▸ **Exercise brief**
Each and every line of the data must appear exactly as given.

--

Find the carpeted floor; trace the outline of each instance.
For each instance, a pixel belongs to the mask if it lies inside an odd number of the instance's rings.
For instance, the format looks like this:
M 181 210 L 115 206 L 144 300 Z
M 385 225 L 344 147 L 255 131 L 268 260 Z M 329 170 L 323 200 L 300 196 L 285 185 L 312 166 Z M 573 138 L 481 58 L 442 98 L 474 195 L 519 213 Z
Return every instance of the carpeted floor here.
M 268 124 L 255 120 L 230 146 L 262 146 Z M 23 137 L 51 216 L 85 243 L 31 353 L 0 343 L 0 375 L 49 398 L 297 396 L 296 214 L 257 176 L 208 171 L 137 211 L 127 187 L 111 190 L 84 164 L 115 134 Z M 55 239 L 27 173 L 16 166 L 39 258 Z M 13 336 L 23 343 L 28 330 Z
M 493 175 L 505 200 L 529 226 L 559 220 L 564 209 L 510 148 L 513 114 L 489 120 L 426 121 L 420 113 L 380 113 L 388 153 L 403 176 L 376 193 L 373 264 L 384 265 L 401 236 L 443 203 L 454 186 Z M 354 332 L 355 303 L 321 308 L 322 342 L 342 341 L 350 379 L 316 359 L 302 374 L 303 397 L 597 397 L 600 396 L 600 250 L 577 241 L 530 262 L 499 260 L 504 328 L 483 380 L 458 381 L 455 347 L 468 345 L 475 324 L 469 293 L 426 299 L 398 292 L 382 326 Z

--

▸ **Expected output**
Find the carpeted floor; trace the outline of each instance.
For each instance, a pixel belongs to the mask if it lies inside an odd number of the instance's rings.
For instance, the format looks like this:
M 181 210 L 115 206 L 144 300 Z
M 385 225 L 344 147 L 255 131 L 268 260 Z M 329 170 L 323 200 L 300 196 L 285 185 L 312 166 Z M 573 138 L 481 58 L 442 98 L 474 195 L 519 213 Z
Return every instance of the carpeted floor here.
M 268 124 L 255 120 L 230 146 L 262 146 Z M 23 137 L 51 216 L 85 243 L 31 353 L 0 343 L 0 375 L 49 398 L 297 396 L 296 214 L 257 176 L 208 171 L 137 211 L 127 187 L 111 190 L 84 164 L 115 134 Z M 55 239 L 27 173 L 16 166 L 39 258 Z M 13 336 L 23 343 L 28 330 Z
M 493 175 L 505 200 L 529 226 L 559 220 L 564 209 L 510 148 L 513 114 L 489 120 L 426 121 L 420 113 L 380 113 L 388 153 L 403 176 L 376 193 L 373 264 L 384 265 L 401 236 L 443 203 L 454 186 Z M 354 332 L 355 303 L 321 308 L 322 342 L 342 341 L 350 379 L 316 359 L 302 374 L 303 397 L 597 397 L 600 396 L 600 250 L 577 241 L 530 262 L 499 260 L 504 328 L 483 380 L 458 381 L 455 347 L 468 345 L 475 324 L 469 293 L 426 299 L 398 292 L 382 326 Z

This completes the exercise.